Dataset items
# # # # # # #
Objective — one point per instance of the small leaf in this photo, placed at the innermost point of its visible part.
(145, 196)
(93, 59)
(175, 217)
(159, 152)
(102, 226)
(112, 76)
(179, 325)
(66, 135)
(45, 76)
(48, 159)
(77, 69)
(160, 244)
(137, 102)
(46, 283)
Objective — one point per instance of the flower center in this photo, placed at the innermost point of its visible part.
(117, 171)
# # # # # # #
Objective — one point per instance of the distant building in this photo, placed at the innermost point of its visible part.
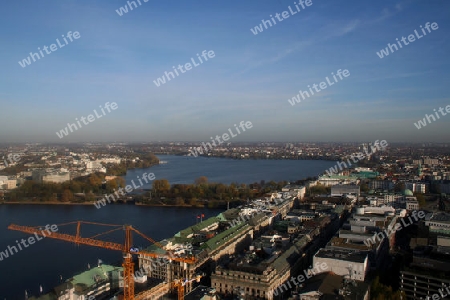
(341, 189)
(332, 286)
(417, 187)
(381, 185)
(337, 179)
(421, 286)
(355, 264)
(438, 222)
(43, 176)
# # # # # # #
Return each line of the material above that contains the string "point".

Objective — one point per instance of the small leaf in this photo, placed at the innermost point of its visible part.
Objective — one point per instance of the flower center in this photo, placed at the innermost point of its visible part.
Objective — one point per instance of the distant building in this photo, placed at the innermost point of its visible part.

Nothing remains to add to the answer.